Required tasks:
- 1) Decide whether each statement agrees with the UST Inc. excerpt below: (a) domestic unit volume for moist smokeless tobacco rose in the third quarter; (b) the rise in Wine segment sales came mainly from the premium category; (c) the Zig-Zag distribution rights were sold on March 31, 1993. Answer each with yes or no and quote the deciding words of the text.
- 2) From the UST Inc. excerpt below, reproduce word for word the passage running from "Although the allegations" up to and including "Registrant.".

Excerpted text:
-- START --

Although the allegations in the McGraw complaint relate mainly to cigarettes
and cigarette manufacturers, the complaint does contain several allegations
relating to smokeless tobacco products, and some causes of action make
reference to "cigarettes and other tobacco products."

As explained above, Registrant has had only limited involvement with
cigarettes.  Registrant's current percentage share of the West Virginia tobacco
business (cigarettes and smokeless tobacco) is relatively small.

Registrant believes this action is without merit, intends to defend it
vigorously and does not believe it will result in any material liability to
Registrant.





                                      (6)
<PAGE>   8
                                    UST INC.
                      MANAGEMENT'S DISCUSSION AND ANALYSIS
                     OF OPERATIONS AND FINANCIAL CONDITION
                                  (UNAUDITED)




Results of Operations
Third quarter and nine months of 1994 compared
with the same periods of 1993

Net sales for the third quarter and nine months increased 11 percent and 9
percent, respectively, as compared with the corresponding periods in the prior
year.  The Tobacco and Wine segments posted sales gains for both the third
quarter and nine-month period while sales for the Other segment were higher in
the third quarter but were lower for the nine-month period.  Higher selling
prices for moist smokeless tobacco was the primary reason for the increase in
consolidated net sales.  Domestic unit volume for moist smokeless tobacco
decreased 0.5 percent for the third quarter and increased 2.1 percent for the
nine-month period.  Registrant believes that the unit volume comparisons for
both the third quarter and nine months to the similar periods in the prior year
were unfavorably affected by the national roll-out of two Skoal Long Cut
flavors in the second quarter of 1993 and the running of a major moist
smokeless tobacco product promotion in the second quarter of 1994 versus the
third quarter in 1993.   Registrant expects the domestic unit volume comparison
for moist smokeless tobacco products to return to a positive level in the
fourth quarter.  Wine segment sales were higher due to an increase in overall
case volume, primarily in the premium category.  Other segment sales increased
in the third quarter mainly due to volume gains for the entertainment business,
while the decrease for the nine-month period was due to the absence of Zig-Zag
cigarette papers and related products resulting from the sale of its
distribution rights on March 31, 1993.

-- END --

Data extract:
-- START --

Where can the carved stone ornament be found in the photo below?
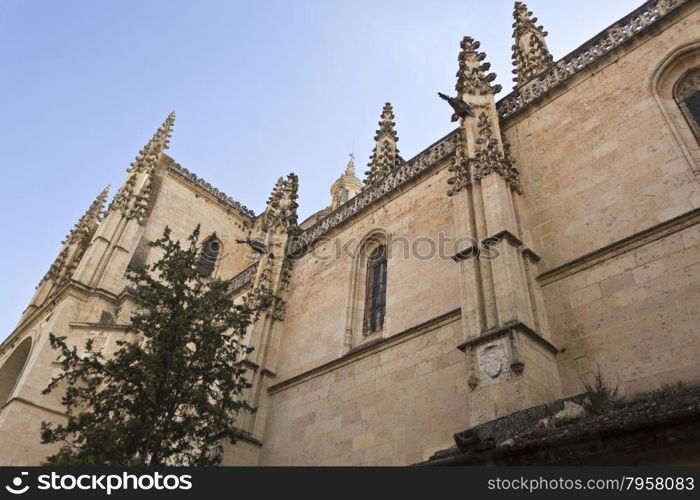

-- END --

Responses to the exercise:
- 1)
(a) No: "Domestic unit volume for moist smokeless tobacco decreased 0.5 percent for the third quarter"
(b) Yes: "Wine segment sales were higher due to an increase in overall case volume, primarily in the premium category."
(c) Yes: "the sale of its distribution rights on March 31, 1993"

- 2)
Although the allegations in the McGraw complaint relate mainly to cigarettes
and cigarette manufacturers, the complaint does contain several allegations
relating to smokeless tobacco products, and some causes of action make
reference to "cigarettes and other tobacco products."

As explained above, Registrant has had only limited involvement with
cigarettes.  Registrant's current percentage share of the West Virginia tobacco
business (cigarettes and smokeless tobacco) is relatively small.

Registrant believes this action is without merit, intends to defend it
vigorously and does not believe it will result in any material liability to
Registrant.